◆ **Opdracht**:
Zet alle rijen hieronder om in een JSON-lijst van strings, met voor elke regel één string. Laat lege regels weg.

Fragmenten uit gegevens met puntannotaties:
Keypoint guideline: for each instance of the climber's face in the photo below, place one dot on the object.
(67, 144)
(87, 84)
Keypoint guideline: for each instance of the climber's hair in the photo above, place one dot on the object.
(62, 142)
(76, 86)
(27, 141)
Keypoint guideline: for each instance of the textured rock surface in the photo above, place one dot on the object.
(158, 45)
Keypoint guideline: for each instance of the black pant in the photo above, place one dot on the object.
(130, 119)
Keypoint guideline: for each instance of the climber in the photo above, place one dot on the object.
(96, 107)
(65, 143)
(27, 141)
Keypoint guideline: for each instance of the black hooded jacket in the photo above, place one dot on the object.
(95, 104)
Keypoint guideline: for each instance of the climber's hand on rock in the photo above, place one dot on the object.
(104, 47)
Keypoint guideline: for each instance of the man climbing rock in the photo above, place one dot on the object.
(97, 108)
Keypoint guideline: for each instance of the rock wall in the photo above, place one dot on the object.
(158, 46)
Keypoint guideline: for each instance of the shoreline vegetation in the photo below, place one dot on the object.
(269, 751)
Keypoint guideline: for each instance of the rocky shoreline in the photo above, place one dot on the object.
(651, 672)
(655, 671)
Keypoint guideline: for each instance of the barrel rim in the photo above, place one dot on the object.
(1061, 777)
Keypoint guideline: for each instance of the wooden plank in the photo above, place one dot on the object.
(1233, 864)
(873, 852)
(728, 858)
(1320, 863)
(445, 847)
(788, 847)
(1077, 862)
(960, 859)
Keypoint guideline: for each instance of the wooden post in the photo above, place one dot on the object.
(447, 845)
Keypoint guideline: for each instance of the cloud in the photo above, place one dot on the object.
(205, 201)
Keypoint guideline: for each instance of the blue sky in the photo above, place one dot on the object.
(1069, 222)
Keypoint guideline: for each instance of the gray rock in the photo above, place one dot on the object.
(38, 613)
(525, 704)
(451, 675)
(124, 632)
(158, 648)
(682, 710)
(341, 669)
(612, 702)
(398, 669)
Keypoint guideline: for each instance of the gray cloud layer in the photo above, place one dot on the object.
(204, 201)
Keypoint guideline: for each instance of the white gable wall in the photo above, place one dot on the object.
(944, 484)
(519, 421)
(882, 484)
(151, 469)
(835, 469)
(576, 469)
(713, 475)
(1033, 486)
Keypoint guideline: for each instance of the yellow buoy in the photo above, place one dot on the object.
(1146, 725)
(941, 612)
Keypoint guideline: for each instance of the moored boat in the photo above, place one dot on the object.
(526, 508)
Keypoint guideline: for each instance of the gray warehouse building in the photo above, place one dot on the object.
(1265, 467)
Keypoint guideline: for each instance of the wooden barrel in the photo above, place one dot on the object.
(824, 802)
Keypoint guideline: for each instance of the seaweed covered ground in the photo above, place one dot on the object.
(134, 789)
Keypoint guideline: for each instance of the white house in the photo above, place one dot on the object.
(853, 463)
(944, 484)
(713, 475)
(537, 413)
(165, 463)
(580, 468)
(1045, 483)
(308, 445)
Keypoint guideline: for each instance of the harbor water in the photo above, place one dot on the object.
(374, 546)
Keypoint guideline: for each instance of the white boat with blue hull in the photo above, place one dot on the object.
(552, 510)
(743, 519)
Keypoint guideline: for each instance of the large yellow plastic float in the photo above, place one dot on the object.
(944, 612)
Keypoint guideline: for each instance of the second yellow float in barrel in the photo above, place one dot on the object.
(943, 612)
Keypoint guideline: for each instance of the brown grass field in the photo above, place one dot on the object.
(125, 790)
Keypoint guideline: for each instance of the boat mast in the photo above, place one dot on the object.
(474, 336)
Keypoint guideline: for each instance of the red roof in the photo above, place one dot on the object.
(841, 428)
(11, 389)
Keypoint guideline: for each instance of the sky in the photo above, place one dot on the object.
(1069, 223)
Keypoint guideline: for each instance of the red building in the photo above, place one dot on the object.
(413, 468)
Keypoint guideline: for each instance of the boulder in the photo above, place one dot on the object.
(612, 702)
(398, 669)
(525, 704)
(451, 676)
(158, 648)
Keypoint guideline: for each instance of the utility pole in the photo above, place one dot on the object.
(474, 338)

◆ **Resultaat**:
[
  "Keypoint guideline: for each instance of the climber's face in the photo below, place one dot on the object.",
  "(67, 144)",
  "(87, 84)",
  "Keypoint guideline: for each instance of the climber's hair in the photo above, place one dot on the object.",
  "(62, 142)",
  "(76, 86)",
  "(27, 141)",
  "Keypoint guideline: for each instance of the textured rock surface in the photo above, place one dot on the object.",
  "(158, 45)",
  "Keypoint guideline: for each instance of the black pant in the photo above, place one dot on the object.",
  "(130, 119)",
  "Keypoint guideline: for each instance of the climber in the photo above, place one dot on the object.",
  "(96, 107)",
  "(65, 143)",
  "(27, 141)",
  "Keypoint guideline: for each instance of the black hooded jacket in the photo above, place one dot on the object.",
  "(95, 104)",
  "Keypoint guideline: for each instance of the climber's hand on rock in the photo above, place one dot on the object.",
  "(104, 47)",
  "Keypoint guideline: for each instance of the man climbing rock in the photo above, place one dot on the object.",
  "(97, 108)",
  "Keypoint guideline: for each instance of the rock wall in the photo above, place one dot on the object.",
  "(158, 46)",
  "Keypoint guideline: for each instance of the shoreline vegetation in the photo below, place one dot on the object.",
  "(269, 751)",
  "Keypoint guideline: for each instance of the rocky shoreline in the photo above, place one dot on the object.",
  "(651, 672)",
  "(655, 671)",
  "Keypoint guideline: for each instance of the barrel rim in the photo above, place one dot on the object.",
  "(1061, 777)",
  "Keypoint guideline: for each instance of the wooden plank in the photo above, place one dot on the object.",
  "(1233, 864)",
  "(873, 852)",
  "(728, 858)",
  "(1320, 863)",
  "(445, 847)",
  "(788, 847)",
  "(1077, 862)",
  "(960, 859)",
  "Keypoint guideline: for each instance of the wooden post in the photo above, place one dot on the object.",
  "(447, 845)",
  "Keypoint guideline: for each instance of the cloud in the photo above, place one dot on the object.",
  "(205, 201)",
  "Keypoint guideline: for each instance of the blue sky in the photo above, place one dot on the object.",
  "(1069, 222)",
  "Keypoint guideline: for each instance of the gray rock in the photo above, place one dot on the object.",
  "(38, 613)",
  "(525, 704)",
  "(451, 675)",
  "(124, 632)",
  "(158, 648)",
  "(682, 710)",
  "(341, 669)",
  "(612, 702)",
  "(398, 669)",
  "Keypoint guideline: for each instance of the gray cloud layer in the photo above, place one dot on the object.",
  "(204, 201)",
  "Keypoint guideline: for each instance of the white gable wall in the photo above, place one dot on the object.",
  "(944, 484)",
  "(519, 421)",
  "(882, 484)",
  "(151, 469)",
  "(835, 469)",
  "(576, 469)",
  "(713, 475)",
  "(1033, 486)",
  "Keypoint guideline: for each instance of the yellow buoy in the photo above, place one dot on the object.",
  "(1146, 725)",
  "(941, 612)",
  "Keypoint guideline: for each instance of the moored boat in the photo above, place one dot on the object.",
  "(526, 508)",
  "Keypoint guideline: for each instance of the gray warehouse building in the photo above, place one dot on the object.",
  "(1265, 467)",
  "Keypoint guideline: for each instance of the wooden barrel in the photo above, place one dot on the object.",
  "(824, 802)",
  "Keypoint guideline: for each instance of the seaweed covered ground in the photo above, place one dot on the object.",
  "(134, 789)",
  "Keypoint guideline: for each instance of the white house in the photo above, place one dot on the object.",
  "(853, 463)",
  "(944, 484)",
  "(713, 475)",
  "(537, 413)",
  "(165, 463)",
  "(580, 468)",
  "(1045, 483)",
  "(308, 445)",
  "Keypoint guideline: for each instance of the harbor water in the photo above, place one dot on the object.",
  "(374, 546)",
  "Keypoint guideline: for each instance of the white boat with blue hull in the photo above, place one dot on the object.",
  "(552, 510)",
  "(743, 519)",
  "Keypoint guideline: for each instance of the large yellow plastic float in the photo above, place one dot on the object.",
  "(944, 612)",
  "Keypoint guideline: for each instance of the second yellow float in barrel in the photo above, place one dot on the object.",
  "(943, 612)",
  "Keypoint guideline: for each instance of the brown grass field in the photo above, place one dot on the object.",
  "(125, 790)",
  "Keypoint guideline: for each instance of the boat mast in the photo above, place one dot on the object.",
  "(474, 336)",
  "Keypoint guideline: for each instance of the red roof in the photo above, place one dot on the object.",
  "(841, 428)",
  "(11, 389)",
  "Keypoint guideline: for each instance of the sky in the photo above, place one dot on the object.",
  "(1069, 223)",
  "Keypoint guideline: for each instance of the red building in the photo above, place one dot on the object.",
  "(413, 468)",
  "Keypoint guideline: for each instance of the boulder in the photo above, place one dot on the object.",
  "(612, 702)",
  "(398, 669)",
  "(525, 704)",
  "(451, 676)",
  "(158, 648)",
  "Keypoint guideline: for each instance of the utility pole in the photo above, place one dot on the object.",
  "(474, 338)"
]